> **About this task**:
Output must match the records, character for character.

Referring expression data
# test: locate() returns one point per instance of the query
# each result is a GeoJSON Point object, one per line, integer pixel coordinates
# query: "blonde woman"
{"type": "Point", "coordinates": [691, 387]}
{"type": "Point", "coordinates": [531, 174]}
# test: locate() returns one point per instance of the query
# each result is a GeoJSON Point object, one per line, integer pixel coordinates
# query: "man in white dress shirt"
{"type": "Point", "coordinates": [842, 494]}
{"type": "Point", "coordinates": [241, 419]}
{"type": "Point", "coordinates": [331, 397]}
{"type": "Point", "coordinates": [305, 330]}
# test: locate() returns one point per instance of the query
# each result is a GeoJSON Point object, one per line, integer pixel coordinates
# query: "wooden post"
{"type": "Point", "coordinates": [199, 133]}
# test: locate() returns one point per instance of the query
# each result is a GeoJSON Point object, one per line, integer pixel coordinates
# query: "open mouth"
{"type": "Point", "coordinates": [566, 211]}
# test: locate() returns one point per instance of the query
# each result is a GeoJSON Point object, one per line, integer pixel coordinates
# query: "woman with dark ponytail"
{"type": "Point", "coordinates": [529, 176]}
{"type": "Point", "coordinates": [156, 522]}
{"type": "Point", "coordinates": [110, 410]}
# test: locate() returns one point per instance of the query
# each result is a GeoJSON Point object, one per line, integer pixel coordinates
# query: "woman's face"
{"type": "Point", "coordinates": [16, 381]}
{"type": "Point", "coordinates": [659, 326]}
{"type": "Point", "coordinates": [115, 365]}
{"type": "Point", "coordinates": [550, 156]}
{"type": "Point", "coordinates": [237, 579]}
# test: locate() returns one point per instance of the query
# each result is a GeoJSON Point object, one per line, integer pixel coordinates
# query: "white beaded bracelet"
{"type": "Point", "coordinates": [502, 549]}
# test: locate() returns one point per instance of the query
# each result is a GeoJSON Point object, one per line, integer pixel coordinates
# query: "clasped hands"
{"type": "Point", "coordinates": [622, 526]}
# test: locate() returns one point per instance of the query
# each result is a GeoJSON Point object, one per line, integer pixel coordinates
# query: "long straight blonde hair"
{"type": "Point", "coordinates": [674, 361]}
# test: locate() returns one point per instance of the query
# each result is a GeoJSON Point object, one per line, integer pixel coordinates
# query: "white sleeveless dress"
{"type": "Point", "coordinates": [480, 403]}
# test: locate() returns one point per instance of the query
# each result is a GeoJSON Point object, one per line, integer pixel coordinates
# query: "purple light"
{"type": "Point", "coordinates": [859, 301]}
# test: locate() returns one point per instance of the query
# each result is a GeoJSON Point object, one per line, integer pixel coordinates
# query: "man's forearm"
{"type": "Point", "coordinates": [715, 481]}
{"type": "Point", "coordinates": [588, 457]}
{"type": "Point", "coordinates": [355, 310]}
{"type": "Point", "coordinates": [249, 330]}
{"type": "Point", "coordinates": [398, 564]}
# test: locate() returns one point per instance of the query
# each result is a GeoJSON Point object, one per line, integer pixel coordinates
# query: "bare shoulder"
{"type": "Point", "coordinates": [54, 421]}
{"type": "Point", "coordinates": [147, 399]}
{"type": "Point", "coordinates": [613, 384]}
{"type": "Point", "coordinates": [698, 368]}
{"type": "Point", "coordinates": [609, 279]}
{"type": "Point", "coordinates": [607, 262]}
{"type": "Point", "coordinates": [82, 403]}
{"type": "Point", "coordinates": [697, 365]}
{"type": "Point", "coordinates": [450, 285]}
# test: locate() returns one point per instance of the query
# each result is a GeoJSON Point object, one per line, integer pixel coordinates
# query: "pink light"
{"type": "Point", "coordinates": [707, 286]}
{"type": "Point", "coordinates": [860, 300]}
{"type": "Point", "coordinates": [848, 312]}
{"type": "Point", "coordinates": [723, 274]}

> **Result of the exercise**:
# test: locate() returns one point per instance of the query
# each result is a GeoJSON Point object, one per line, integer pixel coordinates
# query: "blonde woman"
{"type": "Point", "coordinates": [691, 387]}
{"type": "Point", "coordinates": [531, 174]}
# test: locate() returns one point per instance of the query
# each result is a GeoJSON Point object, one per line, integer pixel coordinates
# query: "man in white dress shirt"
{"type": "Point", "coordinates": [842, 494]}
{"type": "Point", "coordinates": [241, 419]}
{"type": "Point", "coordinates": [331, 397]}
{"type": "Point", "coordinates": [305, 330]}
# test: locate() returns one point per instance of the query
# each result is a GeoJSON Point object, one per line, integer pixel coordinates
# query: "wooden post"
{"type": "Point", "coordinates": [199, 133]}
# test: locate() returns one point per instance of the query
# each result is a GeoJSON Point object, one per line, integer pixel coordinates
# query: "open mouth"
{"type": "Point", "coordinates": [566, 211]}
# test: locate() returns one point per instance of the query
# each result is a GeoJSON Point object, one per line, integer pixel coordinates
# query: "woman with dark ponytail"
{"type": "Point", "coordinates": [529, 176]}
{"type": "Point", "coordinates": [156, 522]}
{"type": "Point", "coordinates": [110, 410]}
# test: locate() returns one point per instance of the query
# each result is a GeoJSON Point object, one per line, integer pixel coordinates
# query: "woman's face"
{"type": "Point", "coordinates": [16, 381]}
{"type": "Point", "coordinates": [659, 326]}
{"type": "Point", "coordinates": [115, 365]}
{"type": "Point", "coordinates": [550, 156]}
{"type": "Point", "coordinates": [237, 579]}
# test: locate() returns one point per instance of the query
# each result is a GeoJSON Point object, one per line, integer pixel coordinates
# query: "white beaded bracelet"
{"type": "Point", "coordinates": [502, 549]}
# test: locate() returns one point per instance of the query
# each result is a GeoJSON Point object, one per line, integer pixel coordinates
# query: "clasped hands"
{"type": "Point", "coordinates": [622, 526]}
# test: locate() returns one point per instance of the query
# each result is a GeoJSON Point object, one per line, integer pixel coordinates
# query: "long straight blonde hair"
{"type": "Point", "coordinates": [674, 361]}
# test: locate() returns one point per instance of the query
# each result is a GeoJSON Point object, one per line, integer pixel coordinates
# query: "white sleeveless dress"
{"type": "Point", "coordinates": [480, 403]}
# test: locate() returns one point per instance of the query
# each result is a GeoJSON Point object, one per line, integer pixel coordinates
# query: "purple light"
{"type": "Point", "coordinates": [859, 301]}
# test: locate() returns one point per instance of the query
# each result is a GeoJSON Point object, one per line, integer pixel coordinates
# query: "man's forearm"
{"type": "Point", "coordinates": [715, 481]}
{"type": "Point", "coordinates": [588, 457]}
{"type": "Point", "coordinates": [355, 310]}
{"type": "Point", "coordinates": [249, 330]}
{"type": "Point", "coordinates": [398, 564]}
# test: locate() returns one point per instance of the query
# each result is a GeoJSON Point object, one per line, integer pixel coordinates
# query: "bare shoulder"
{"type": "Point", "coordinates": [54, 421]}
{"type": "Point", "coordinates": [147, 399]}
{"type": "Point", "coordinates": [613, 384]}
{"type": "Point", "coordinates": [698, 368]}
{"type": "Point", "coordinates": [609, 279]}
{"type": "Point", "coordinates": [607, 262]}
{"type": "Point", "coordinates": [82, 403]}
{"type": "Point", "coordinates": [697, 365]}
{"type": "Point", "coordinates": [450, 285]}
# test: locate() returns one point per instance of the query
# each result is a GeoJSON Point object, one per line, integer pixel coordinates
# query: "pink light"
{"type": "Point", "coordinates": [707, 286]}
{"type": "Point", "coordinates": [860, 300]}
{"type": "Point", "coordinates": [848, 312]}
{"type": "Point", "coordinates": [723, 274]}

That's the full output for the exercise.